» To do: Rewrite the stretch of the data from the line containing "white cloud with a point." through the end as a JSON list of strings, one string per line, leaving out any blank lines.

» Records to use:
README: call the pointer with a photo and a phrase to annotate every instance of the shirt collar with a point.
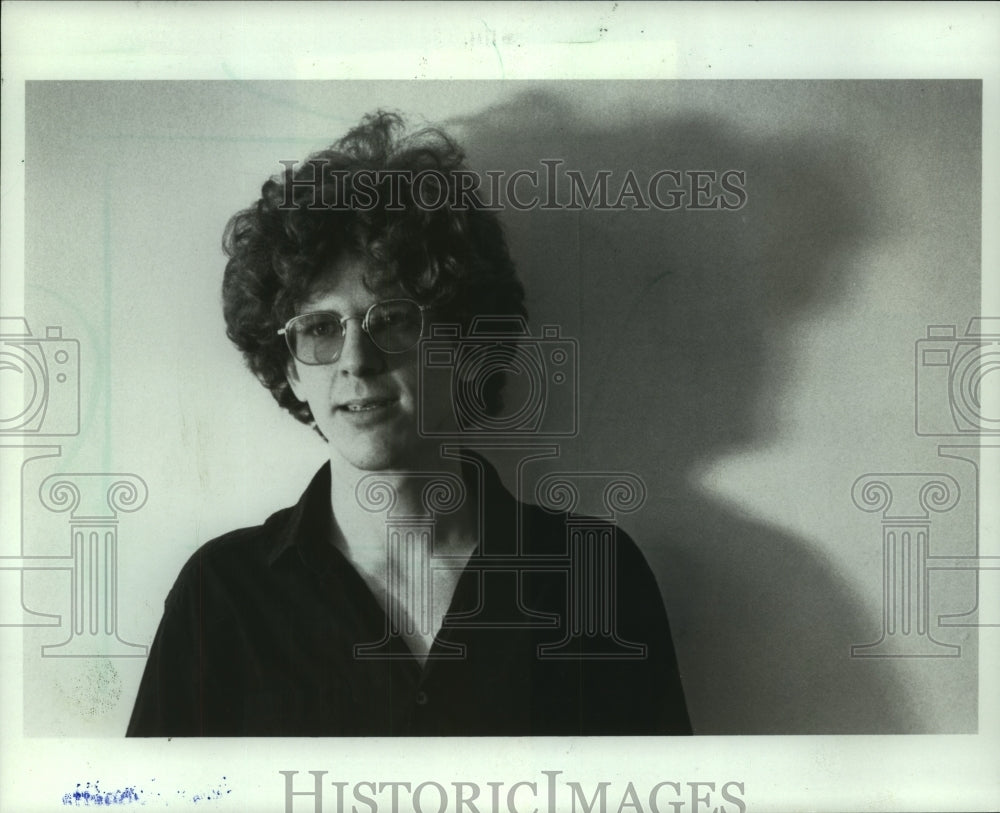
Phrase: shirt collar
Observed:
(308, 525)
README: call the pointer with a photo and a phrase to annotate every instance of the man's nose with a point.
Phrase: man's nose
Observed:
(359, 356)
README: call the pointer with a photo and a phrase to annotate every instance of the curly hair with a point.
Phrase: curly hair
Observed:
(453, 257)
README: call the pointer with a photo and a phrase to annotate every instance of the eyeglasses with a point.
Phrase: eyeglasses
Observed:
(393, 325)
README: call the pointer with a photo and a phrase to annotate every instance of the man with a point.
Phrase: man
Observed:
(407, 593)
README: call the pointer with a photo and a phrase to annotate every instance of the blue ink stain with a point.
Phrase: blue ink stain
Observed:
(86, 796)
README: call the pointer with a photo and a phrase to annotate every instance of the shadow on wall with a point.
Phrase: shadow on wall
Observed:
(682, 320)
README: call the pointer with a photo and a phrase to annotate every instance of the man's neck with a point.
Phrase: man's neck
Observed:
(363, 500)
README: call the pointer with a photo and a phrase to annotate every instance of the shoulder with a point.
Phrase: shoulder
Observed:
(242, 556)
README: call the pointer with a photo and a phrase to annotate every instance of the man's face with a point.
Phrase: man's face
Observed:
(365, 402)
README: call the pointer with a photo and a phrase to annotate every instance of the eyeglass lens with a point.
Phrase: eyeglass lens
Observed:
(393, 326)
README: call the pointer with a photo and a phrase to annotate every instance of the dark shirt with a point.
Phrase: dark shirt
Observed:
(260, 637)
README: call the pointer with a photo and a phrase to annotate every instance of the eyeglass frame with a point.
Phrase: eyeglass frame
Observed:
(343, 320)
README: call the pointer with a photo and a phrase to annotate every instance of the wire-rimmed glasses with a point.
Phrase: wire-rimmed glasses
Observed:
(393, 325)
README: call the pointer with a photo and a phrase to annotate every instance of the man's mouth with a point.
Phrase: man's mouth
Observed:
(367, 404)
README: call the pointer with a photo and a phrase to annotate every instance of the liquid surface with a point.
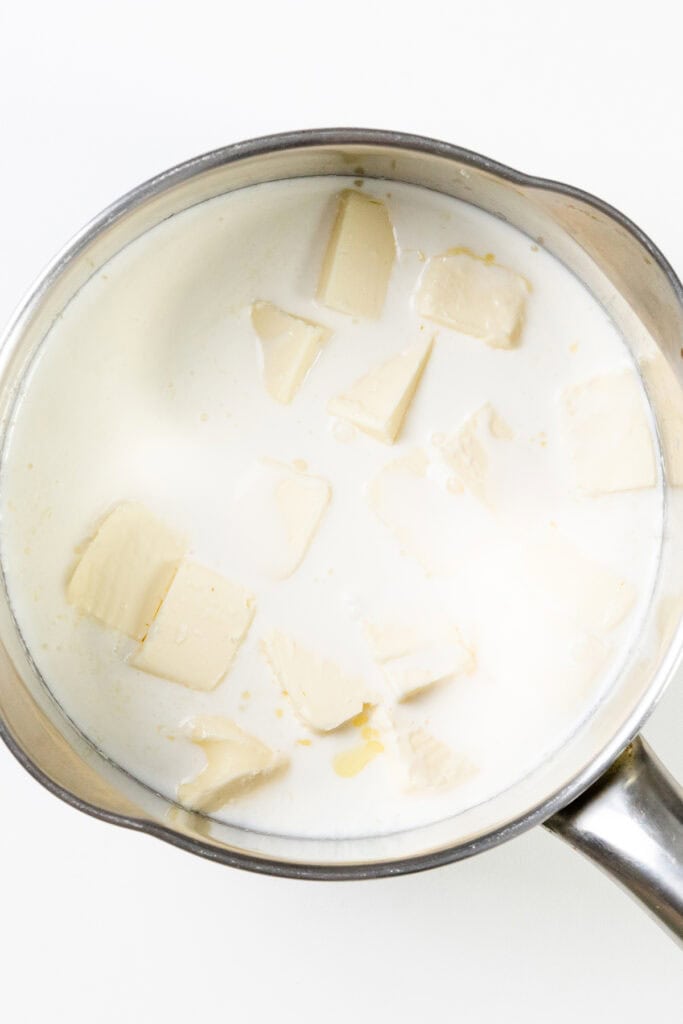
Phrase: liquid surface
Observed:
(150, 388)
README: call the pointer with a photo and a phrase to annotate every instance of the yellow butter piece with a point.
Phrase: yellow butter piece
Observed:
(359, 257)
(290, 346)
(126, 569)
(236, 761)
(474, 296)
(436, 660)
(378, 402)
(586, 592)
(605, 426)
(414, 658)
(276, 515)
(321, 693)
(466, 453)
(199, 629)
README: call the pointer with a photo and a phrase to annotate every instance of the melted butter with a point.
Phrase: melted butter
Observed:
(350, 763)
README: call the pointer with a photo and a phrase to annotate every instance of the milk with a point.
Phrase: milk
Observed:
(148, 387)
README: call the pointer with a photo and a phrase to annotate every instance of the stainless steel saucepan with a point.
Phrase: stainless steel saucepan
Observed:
(603, 791)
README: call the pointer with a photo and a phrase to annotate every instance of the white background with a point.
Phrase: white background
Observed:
(99, 925)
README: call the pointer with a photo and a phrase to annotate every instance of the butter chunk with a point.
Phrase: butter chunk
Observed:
(608, 436)
(236, 762)
(434, 660)
(378, 402)
(430, 764)
(417, 512)
(668, 399)
(466, 453)
(126, 569)
(199, 629)
(359, 257)
(321, 693)
(276, 515)
(474, 296)
(290, 346)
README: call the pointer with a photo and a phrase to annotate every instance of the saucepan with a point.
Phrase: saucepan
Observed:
(603, 791)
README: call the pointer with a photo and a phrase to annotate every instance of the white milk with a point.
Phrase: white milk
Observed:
(148, 387)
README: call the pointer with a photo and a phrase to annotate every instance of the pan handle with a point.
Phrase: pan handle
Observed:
(630, 822)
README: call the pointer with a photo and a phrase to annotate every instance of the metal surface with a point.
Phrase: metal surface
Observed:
(622, 267)
(630, 822)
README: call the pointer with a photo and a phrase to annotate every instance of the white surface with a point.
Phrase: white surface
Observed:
(102, 925)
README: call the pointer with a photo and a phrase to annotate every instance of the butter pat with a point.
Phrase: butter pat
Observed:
(430, 764)
(668, 399)
(435, 660)
(474, 296)
(126, 569)
(466, 453)
(359, 257)
(236, 762)
(290, 346)
(608, 436)
(278, 512)
(321, 693)
(378, 402)
(199, 629)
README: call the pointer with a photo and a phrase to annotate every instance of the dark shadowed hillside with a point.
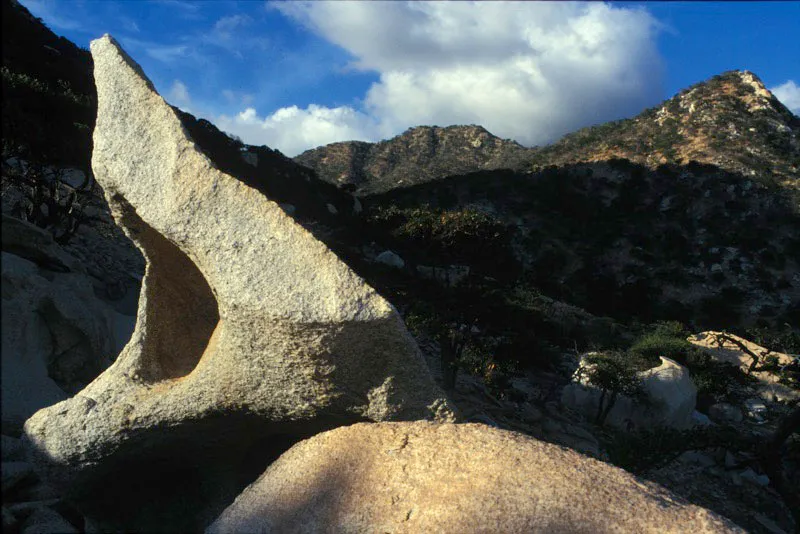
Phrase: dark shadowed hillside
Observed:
(49, 101)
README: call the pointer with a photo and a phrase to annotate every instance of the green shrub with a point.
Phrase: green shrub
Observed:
(664, 339)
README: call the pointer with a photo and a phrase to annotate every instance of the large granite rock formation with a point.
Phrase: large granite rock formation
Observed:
(250, 334)
(423, 477)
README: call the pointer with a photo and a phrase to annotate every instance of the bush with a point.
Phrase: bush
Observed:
(664, 339)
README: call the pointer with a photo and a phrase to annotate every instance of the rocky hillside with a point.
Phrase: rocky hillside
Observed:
(692, 243)
(731, 121)
(418, 155)
(48, 93)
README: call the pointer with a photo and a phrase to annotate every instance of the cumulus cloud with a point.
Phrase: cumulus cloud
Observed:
(293, 130)
(527, 71)
(789, 94)
(179, 94)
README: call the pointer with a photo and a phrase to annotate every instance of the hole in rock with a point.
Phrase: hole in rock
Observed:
(180, 479)
(182, 312)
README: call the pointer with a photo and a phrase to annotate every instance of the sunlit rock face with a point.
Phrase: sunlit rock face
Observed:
(250, 334)
(426, 477)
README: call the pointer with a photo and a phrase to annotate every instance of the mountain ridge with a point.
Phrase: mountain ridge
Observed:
(731, 121)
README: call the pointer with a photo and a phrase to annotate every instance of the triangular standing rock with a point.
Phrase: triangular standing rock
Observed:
(248, 328)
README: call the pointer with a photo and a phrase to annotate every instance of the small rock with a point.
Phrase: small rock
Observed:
(750, 476)
(700, 419)
(47, 521)
(696, 458)
(12, 449)
(9, 521)
(387, 257)
(14, 473)
(523, 388)
(73, 177)
(530, 414)
(723, 412)
(552, 427)
(485, 419)
(768, 524)
(251, 158)
(756, 409)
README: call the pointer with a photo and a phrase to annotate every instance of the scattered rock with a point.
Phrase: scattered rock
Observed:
(47, 521)
(696, 458)
(723, 412)
(387, 257)
(9, 521)
(35, 244)
(530, 414)
(485, 419)
(250, 332)
(768, 524)
(700, 419)
(750, 476)
(756, 409)
(14, 473)
(422, 477)
(12, 449)
(251, 158)
(288, 208)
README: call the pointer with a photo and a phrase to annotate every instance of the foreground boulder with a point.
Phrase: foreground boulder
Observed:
(250, 333)
(423, 477)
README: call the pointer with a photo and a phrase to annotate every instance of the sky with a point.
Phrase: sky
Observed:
(297, 75)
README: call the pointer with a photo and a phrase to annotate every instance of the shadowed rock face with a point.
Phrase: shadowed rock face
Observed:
(250, 333)
(424, 477)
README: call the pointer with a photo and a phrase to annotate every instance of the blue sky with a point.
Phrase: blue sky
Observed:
(296, 75)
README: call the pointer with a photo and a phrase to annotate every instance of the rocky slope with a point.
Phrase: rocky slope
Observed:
(731, 121)
(693, 243)
(48, 93)
(419, 155)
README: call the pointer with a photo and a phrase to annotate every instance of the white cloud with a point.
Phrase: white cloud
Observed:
(789, 94)
(179, 94)
(293, 130)
(528, 71)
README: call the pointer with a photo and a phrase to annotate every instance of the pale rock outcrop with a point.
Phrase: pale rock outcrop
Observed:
(57, 336)
(670, 399)
(250, 333)
(424, 477)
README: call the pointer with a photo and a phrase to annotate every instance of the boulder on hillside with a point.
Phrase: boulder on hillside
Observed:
(670, 398)
(250, 333)
(424, 477)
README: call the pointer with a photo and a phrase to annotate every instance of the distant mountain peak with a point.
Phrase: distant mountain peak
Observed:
(420, 154)
(730, 120)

» Output of the task:
[
  "README: call the pointer with a photo and a phrase to annotate every instance of the white cloud with a point.",
  "Phrase: white cloud",
  "Observed:",
  "(789, 94)",
  "(179, 94)",
  "(293, 130)",
  "(528, 71)",
  "README: call the pointer with a photo and a phrase to annotate every instance of the pale rock outcrop with a point.",
  "Phrase: pale rock outcrop",
  "Observed:",
  "(57, 336)",
  "(670, 399)",
  "(250, 333)",
  "(424, 477)",
  "README: call the pointer with a photo and a phrase to annotate every instance of the boulder on hillside with a point.",
  "Phrase: boulder on hillside",
  "Observed:",
  "(670, 398)",
  "(250, 333)",
  "(424, 477)",
  "README: call the pointer with a photo and a phrase to annotate every instance of the distant mountain peak with a point.",
  "Phrase: distant mountain peak",
  "Observed:",
  "(420, 154)",
  "(730, 120)"
]